What is needed → Reproduce verbatim only the lines from the one containing "Indicate the tree" through the last line below, both included.

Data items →
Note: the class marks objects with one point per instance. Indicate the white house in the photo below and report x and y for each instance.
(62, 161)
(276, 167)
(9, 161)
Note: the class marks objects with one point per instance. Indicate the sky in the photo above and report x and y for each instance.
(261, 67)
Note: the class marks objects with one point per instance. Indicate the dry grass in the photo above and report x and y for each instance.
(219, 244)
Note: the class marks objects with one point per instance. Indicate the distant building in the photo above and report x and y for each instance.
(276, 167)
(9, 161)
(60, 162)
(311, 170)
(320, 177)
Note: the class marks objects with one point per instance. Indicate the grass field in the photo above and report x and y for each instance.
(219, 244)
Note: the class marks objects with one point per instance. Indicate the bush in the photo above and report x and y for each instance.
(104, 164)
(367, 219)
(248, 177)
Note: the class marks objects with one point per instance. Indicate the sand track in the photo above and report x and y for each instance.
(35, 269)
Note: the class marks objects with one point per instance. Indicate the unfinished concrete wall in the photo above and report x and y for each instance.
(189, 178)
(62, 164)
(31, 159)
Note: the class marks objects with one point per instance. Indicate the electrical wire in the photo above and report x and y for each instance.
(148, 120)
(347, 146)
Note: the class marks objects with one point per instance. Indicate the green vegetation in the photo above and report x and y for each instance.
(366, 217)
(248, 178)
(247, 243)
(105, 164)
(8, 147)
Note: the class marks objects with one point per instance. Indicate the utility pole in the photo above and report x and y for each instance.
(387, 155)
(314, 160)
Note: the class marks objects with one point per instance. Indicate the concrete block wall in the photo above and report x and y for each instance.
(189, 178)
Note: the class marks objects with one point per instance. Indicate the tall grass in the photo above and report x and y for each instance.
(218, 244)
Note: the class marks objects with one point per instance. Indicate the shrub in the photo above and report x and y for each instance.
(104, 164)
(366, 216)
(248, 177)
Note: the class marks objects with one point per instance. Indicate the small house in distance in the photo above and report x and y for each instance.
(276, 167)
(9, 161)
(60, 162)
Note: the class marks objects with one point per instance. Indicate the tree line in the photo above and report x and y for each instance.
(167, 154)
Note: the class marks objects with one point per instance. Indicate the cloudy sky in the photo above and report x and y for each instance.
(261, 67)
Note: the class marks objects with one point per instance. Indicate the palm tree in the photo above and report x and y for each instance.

Response for this exercise →
Note: the class marks objects with one point per instance. Indicate the tree line in the photo above and report x and y for each instance.
(167, 154)
Note: the class marks objects with one point per instance. Indicate the cloudy sky in the photo above and report x and y for each instance.
(261, 67)
Note: the class marks objects with one point per instance. Indicate the palm tree in the photo above and report x and y for each instance.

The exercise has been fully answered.